Task to complete: Leave out the pictures and copy everything else in the records exactly.

Material for this exercise:

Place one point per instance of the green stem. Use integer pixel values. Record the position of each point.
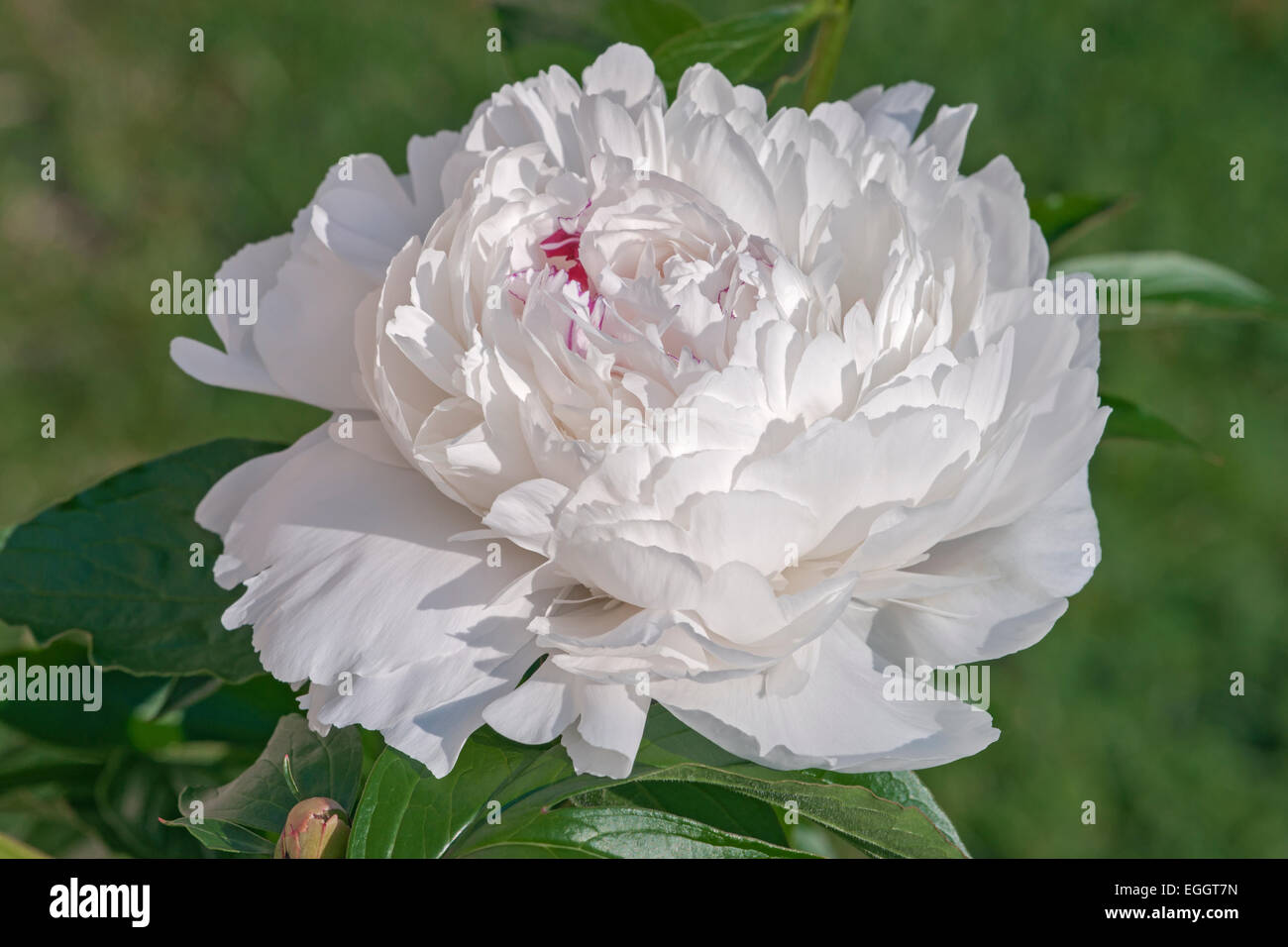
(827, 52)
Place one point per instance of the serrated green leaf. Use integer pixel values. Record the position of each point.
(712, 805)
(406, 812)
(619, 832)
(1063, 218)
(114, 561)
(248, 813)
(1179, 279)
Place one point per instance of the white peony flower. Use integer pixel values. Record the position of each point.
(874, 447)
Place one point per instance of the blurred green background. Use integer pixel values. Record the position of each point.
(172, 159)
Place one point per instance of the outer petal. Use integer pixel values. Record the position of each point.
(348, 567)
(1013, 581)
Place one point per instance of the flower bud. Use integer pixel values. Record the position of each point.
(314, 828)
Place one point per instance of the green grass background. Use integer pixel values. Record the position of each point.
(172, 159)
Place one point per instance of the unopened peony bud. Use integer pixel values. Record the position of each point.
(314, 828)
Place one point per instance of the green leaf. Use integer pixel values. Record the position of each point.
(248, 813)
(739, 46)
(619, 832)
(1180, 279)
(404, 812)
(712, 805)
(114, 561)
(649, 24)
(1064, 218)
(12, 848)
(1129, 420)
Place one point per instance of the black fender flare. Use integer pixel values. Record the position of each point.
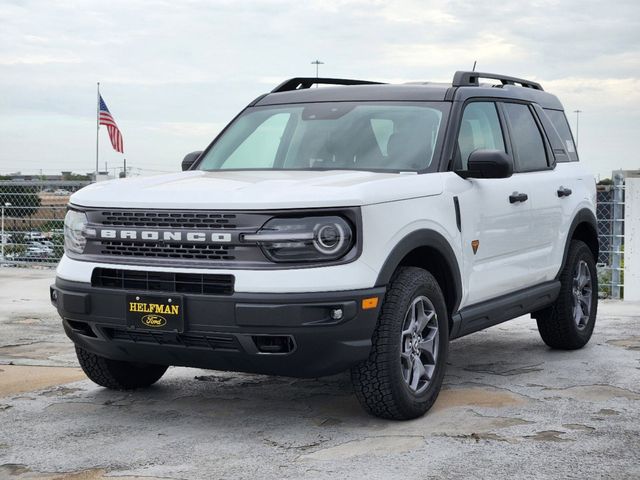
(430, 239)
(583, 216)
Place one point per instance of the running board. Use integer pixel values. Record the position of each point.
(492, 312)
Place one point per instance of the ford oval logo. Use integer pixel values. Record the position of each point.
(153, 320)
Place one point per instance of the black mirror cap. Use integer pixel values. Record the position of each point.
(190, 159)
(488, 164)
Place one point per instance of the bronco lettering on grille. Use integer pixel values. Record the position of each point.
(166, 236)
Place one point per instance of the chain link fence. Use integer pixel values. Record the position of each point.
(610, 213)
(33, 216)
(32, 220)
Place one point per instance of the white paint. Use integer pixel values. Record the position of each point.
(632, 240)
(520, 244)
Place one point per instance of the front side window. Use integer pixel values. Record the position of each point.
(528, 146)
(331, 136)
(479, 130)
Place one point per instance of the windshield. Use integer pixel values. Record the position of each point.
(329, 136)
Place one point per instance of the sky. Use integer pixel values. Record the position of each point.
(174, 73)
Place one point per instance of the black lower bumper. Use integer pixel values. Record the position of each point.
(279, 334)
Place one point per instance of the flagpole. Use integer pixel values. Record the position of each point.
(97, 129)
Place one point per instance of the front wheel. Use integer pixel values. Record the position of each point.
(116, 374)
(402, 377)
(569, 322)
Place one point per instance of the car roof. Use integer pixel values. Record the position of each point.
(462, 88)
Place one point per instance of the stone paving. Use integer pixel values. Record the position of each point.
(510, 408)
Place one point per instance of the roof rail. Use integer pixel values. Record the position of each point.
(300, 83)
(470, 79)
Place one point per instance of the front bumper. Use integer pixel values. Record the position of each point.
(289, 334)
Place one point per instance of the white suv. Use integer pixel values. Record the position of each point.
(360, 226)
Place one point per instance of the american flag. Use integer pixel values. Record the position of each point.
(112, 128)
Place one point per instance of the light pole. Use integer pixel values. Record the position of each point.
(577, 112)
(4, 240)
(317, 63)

Exercise solution:
Place one point per instance of the green stem. Use integer pixel values. Record the position of each point.
(827, 52)
Place one point per instance of the serrated green leaf. Use integer pixel values. Record the position of each point.
(712, 805)
(406, 812)
(619, 832)
(1063, 218)
(114, 561)
(248, 813)
(1179, 279)
Place one point per instance of the white peony flower. Use integer pixel values. Record the position of each point.
(874, 447)
Place one point per instance of the blurred green background. Use integer pixel values. Record the position of each point.
(172, 159)
Place one point per instance of the outer petal. Use integer pixel values. Record the position of each point.
(348, 567)
(1013, 581)
Place one point per instance of the flower bud. Use integer pixel values. Record the position of each point.
(314, 828)
Place one point per instance of the green grass background. Use integer pixel values. Record the position of each point.
(172, 159)
Place one point per instance of the unopened peony bud. Use integer pixel values. Record the position of each point.
(314, 828)
Place one point per instance of the green leaf. Use integer pixel values. Record the position of each point.
(248, 813)
(739, 46)
(619, 832)
(1180, 279)
(404, 812)
(712, 805)
(114, 561)
(649, 24)
(1064, 218)
(12, 848)
(1129, 420)
Place one point per instance of the black fender flare. Use integer pixel values. Record the position of each point.
(430, 239)
(583, 216)
Place one point per instance of the running board. Use integer pixel values. Record the position of each point.
(492, 312)
Place one point per instance of the ford oval logo. Use integer pixel values. Record the position of each point.
(153, 320)
Place one point per instance of the black mirror cap. Use integer pixel values. Record the position of each point.
(190, 159)
(488, 164)
Place one point per instance of the bronco lettering on grille. Use integer pixel values. Record the position of each point.
(166, 236)
Place one point per instance of the chain link fence. Use integer pixel values. Record the position of each point.
(610, 213)
(33, 216)
(32, 220)
Place one point per instance of the white paint. Use integer pixel values. Record the position of each point.
(632, 240)
(520, 244)
Place one point per instance of the front side window. Use integer pixel values. Record the position of each point.
(528, 146)
(331, 136)
(479, 130)
Place one point per instance of the windshield. Use integer pixel values. Record the position of each point.
(329, 136)
Place one point per instance of the sky. Use integer pixel values. Record the position of each point.
(174, 73)
Place one point per instance of the black lower bumper. Use integer pixel values. Record the position of each point.
(279, 334)
Place one point per instance of the flagpole. Use integer pixel values. Record the position of each point.
(97, 129)
Place one point per instance of the front wheel. Use integer pixel values. Record the position of each point.
(116, 374)
(402, 377)
(569, 322)
Place one point per instance of the car roof. Use integer pixel values. Record the position of each point.
(462, 88)
Place one point per instance of the stone paving. Use integer pixel values. Record the position of each point.
(510, 408)
Place one point per instance of the roof rail. Use integer pixel values. Record the position of each point.
(300, 83)
(470, 79)
Place one point per instance of the front bumper. Use integer pixel values. Record the position of each point.
(289, 334)
Place one point per instance of the white suv. Use integer pixel values. Record the position of each point.
(360, 226)
Place one point per instance of the american flag. Use integer pixel values. Record the position of each point.
(112, 128)
Place one point per instance of the light pole. Use integer pixel values. Record the position of each point.
(577, 112)
(4, 240)
(317, 63)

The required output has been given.